Work to complete.
Please return the listing exactly as it stands, skipping any pictures.

Data for processing.

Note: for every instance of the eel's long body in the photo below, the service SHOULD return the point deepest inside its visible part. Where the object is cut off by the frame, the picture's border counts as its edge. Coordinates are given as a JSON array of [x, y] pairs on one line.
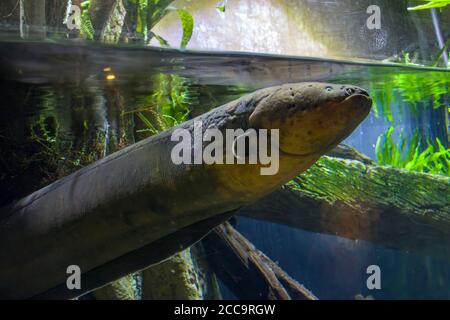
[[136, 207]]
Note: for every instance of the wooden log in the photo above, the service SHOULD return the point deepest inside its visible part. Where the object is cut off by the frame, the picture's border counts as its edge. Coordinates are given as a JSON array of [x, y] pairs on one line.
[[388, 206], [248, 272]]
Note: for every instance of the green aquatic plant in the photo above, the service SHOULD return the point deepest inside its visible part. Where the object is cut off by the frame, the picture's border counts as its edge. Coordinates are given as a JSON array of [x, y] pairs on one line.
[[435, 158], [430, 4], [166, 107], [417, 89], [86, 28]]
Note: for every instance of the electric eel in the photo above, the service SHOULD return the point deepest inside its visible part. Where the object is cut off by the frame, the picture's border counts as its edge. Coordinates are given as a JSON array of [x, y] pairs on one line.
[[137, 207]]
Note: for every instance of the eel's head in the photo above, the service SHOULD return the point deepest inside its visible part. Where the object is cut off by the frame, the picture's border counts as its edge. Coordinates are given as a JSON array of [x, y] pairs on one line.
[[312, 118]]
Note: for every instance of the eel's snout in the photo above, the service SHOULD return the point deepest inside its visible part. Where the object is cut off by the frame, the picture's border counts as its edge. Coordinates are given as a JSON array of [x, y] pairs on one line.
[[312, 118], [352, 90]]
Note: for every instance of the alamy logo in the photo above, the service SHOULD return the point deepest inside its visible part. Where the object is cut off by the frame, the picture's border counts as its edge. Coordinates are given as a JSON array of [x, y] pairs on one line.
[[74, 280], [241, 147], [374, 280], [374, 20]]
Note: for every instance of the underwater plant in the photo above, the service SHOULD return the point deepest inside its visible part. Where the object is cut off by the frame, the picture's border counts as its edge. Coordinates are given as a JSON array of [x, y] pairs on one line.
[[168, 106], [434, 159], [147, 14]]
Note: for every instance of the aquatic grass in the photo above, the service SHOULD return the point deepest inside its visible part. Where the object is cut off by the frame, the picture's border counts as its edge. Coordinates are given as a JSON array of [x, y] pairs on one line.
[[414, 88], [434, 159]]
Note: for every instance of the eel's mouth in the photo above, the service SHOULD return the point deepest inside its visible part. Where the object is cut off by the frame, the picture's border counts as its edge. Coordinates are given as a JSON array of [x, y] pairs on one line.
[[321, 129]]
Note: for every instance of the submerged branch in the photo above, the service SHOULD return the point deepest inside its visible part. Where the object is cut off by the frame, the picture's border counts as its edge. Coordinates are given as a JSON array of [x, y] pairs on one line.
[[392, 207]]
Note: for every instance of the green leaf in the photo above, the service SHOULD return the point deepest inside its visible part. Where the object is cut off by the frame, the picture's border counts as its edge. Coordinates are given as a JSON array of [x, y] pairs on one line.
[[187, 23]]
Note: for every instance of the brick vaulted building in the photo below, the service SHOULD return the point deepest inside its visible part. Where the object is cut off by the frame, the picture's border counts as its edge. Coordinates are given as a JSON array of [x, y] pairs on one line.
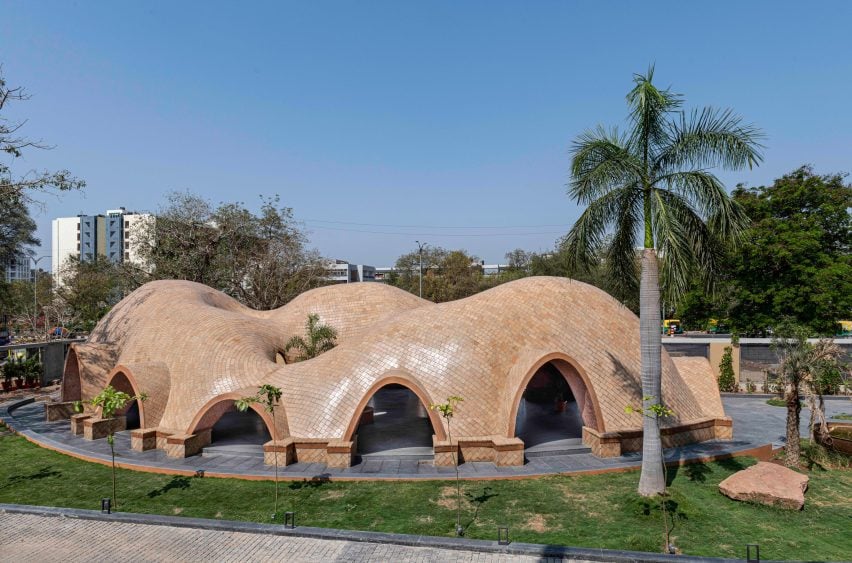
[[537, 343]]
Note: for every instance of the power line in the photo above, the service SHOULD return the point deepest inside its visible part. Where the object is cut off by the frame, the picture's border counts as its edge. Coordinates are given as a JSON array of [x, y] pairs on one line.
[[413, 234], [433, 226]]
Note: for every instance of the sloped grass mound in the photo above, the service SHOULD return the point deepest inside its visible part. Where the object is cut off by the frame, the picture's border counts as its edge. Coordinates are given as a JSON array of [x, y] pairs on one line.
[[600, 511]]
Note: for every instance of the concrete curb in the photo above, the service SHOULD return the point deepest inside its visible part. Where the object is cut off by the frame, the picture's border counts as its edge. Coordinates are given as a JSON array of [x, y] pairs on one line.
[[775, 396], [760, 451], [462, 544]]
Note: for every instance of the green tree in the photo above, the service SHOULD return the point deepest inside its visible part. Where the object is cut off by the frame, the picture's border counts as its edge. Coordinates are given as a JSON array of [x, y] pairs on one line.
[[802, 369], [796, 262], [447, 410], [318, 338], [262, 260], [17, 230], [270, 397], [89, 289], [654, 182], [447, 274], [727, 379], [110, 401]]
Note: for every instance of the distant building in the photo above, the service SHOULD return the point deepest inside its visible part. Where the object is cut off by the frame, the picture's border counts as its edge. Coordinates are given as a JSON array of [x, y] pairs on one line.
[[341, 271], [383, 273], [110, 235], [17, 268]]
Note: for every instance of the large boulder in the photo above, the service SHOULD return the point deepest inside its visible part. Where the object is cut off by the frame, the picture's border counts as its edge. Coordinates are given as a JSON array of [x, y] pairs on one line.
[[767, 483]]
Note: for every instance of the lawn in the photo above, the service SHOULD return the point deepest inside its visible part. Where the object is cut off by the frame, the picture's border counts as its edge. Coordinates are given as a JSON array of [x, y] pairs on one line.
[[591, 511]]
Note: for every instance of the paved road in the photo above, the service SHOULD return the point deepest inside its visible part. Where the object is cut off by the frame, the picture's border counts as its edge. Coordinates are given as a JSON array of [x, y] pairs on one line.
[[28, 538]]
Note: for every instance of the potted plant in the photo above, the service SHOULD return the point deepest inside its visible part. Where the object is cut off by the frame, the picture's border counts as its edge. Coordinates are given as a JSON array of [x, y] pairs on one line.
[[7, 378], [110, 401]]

Response for this exercise.
Note: for every instance of the eel's long body in the photo below, the service SHOULD return the point deepest inside its visible part. Where the object is cut off by the frame, the picture's border counts as its edge. Coordinates are given as a JSON array of [x, y] pairs on one line.
[[136, 207]]
Note: for every instance of the wooden log in the photo above, the service SHOULD return the point deepest inside its visible part. Where the object is cut off by the frame, the picture's border counts as its edge. Coordinates are given as a JSON array of [x, y] pairs on one line.
[[388, 206], [248, 272]]
Note: for every instance of the green aquatic plant in the photo above, the service SHOULD return the point deepest inside its visible part. Where the object is cut off by the frame, the picture's border counts as its edge. Coordinates are given as a JSON array of [x, y] pairs on one line.
[[435, 158], [430, 4], [166, 107], [417, 89], [86, 28]]
Note: for every instance of the electric eel in the photo above, the service SHOULD return the point deepest inside its visible part. Where the object is cut off by the frame, the picture's border counts as its edge. Coordinates are given as a JSON array of [x, y] pairs on one line.
[[137, 207]]
Note: for every instance of the eel's head in the photo above, the service SHOULD return the point deepest inside its visible part. Where the object is cut off by the frame, the picture's border counts as its edge. Coordinates are given as a JSON array of [x, y] pairs on one line.
[[312, 118]]
Note: for every instance of the eel's snout in the photo above, the service SHOULD return the point deepest inside its visible part. Where the object is cut off by the frame, the picture's border counts as its edge. Coordinates are given as a JSON array of [x, y] pairs on one line.
[[312, 118], [352, 90]]
Note: for every instance of the alamy logo in the photo above, the service SHOULD return the point deepest inside its visible part. Where the object is cut off by the frame, the picture's border counts as its edge. Coordinates are given as a JSON array of [x, y] pairs on one line.
[[74, 280], [241, 147], [374, 280], [374, 20]]
Note: for every instance of the underwater plant in the photo above, the service SHOULD return the point deepest inside its visible part. Where the object is cut off by the frame, the picture's border counts as its edge. Coordinates are given as a JSON array of [x, y] pairs on one line.
[[168, 106], [434, 159], [147, 14]]
Note: for every instance of the aquatic grass in the photo above, the service SHOULD return the point deepest inside its visible part. Where the object is cut off by the frame, the picture's border counts as its edge. Coordinates are given as a JSON array of [x, y] pairs on one line.
[[414, 88], [434, 159]]
Note: for every instance of the eel's mouth in the photo above, the service SHOULD return the point deepest inside its visible part. Where the object is cut off by the frame, the picture's border counts as its edge. Coordinates are given as a JSON array of [x, y] pairs on one line.
[[321, 129]]
Note: for every instance of the submerged branch in the photo above, the service SHOULD return the point deepest inside its visible part. Where the object is cut off by the frame, the picture's border counts as its edge. Coordinates are given as a JSON array of [x, y] pairs on one line.
[[392, 207]]
Note: for every instance of the green leaf in the photo above, the service SHOULD return the point deepest inside its visible part. Where the object is cut off by the frame, the picture's border counts as its edge. Coordinates are given as a JSON array of [x, y] pairs on one line.
[[187, 23]]
Note: for every instance of the brick vaulted building in the photo below, the service SHOULD return the point deepest inside its visible part. Where the object is cut off by the frame, the picture's border counts as its edge. Coordinates are given as a JSON array of [x, y] pairs on one line.
[[537, 343]]
Note: for every instance of the power line in the photo above, the service SHOULD return the point deepest inside its visible part. Where the object is cut off by the frame, the picture's border counts as its edge. Coordinates are given as a JSON array of [x, y] pairs on one line.
[[413, 234], [433, 226]]
Note: for every instance of the sloped grass mound in the photo above, the service SHOULD return the point deepest inside its visible part. Where the object is cut off by the frame, the picture's border counts as its edge. Coordinates are given as a JSON array of [x, y] pairs on one line.
[[600, 511]]
Note: for every instance of the concrete curb in the photo above, the service SHOULD return the point deepest inside its visible part. Where the object is cut off by the frame, the picture's border counts as its edge. Coordinates are given as a JSON array of [x, y] pairs on one line.
[[775, 396], [760, 451], [462, 544]]
Note: for every instance of the green tree in the photo above, the service SHOULD return the point deepest inside its visible part. Where the object is cut off by the frame, the picture's border counts as its edge. Coordinates are given as a JSON array of [x, y] pairs on one line.
[[802, 369], [796, 262], [447, 410], [318, 338], [262, 260], [17, 230], [270, 397], [89, 289], [654, 182], [447, 274], [727, 379], [110, 401]]
Note: for every instance of the distant building in the photo above, the service SHOULD return the point deepest inside its visible part. Where the object is cut off by the frame, the picture's border counts as its edge. Coordinates are given as a JSON array of [x, y] pairs on one line.
[[341, 271], [383, 273], [110, 235], [17, 268]]
Note: for every instance of the large boulder in the photo above, the service SHOULD return the point deepest inside its visible part. Where the object is cut off by the frame, the picture's border counts as its edge. Coordinates are given as a JSON array of [x, y] pairs on one line.
[[767, 483]]
Note: for every instance of the lawn in the photo above, the service SHOULD return the point deepest inside its visible part. Where the object is cut off by the frame, the picture's border counts as its edge. Coordinates are given as a JSON array of [x, y] pairs on one line.
[[591, 511]]
Note: for every instance of the paved road in the photo above, the service SHOULD return the point deepest inside its visible part. Where the object is cut off by the frame, the picture's border counts as its edge. Coordinates are given as a JSON array of [x, y] pairs on one line.
[[28, 538]]
Note: for every instance of the potted plant in the photo above, the service SHOULD return the point deepest inside its visible part. Where the object is cut off by the frame, the picture's border counts as its edge. Coordinates are given as a JSON array of [x, y] pairs on one line.
[[7, 378], [110, 401]]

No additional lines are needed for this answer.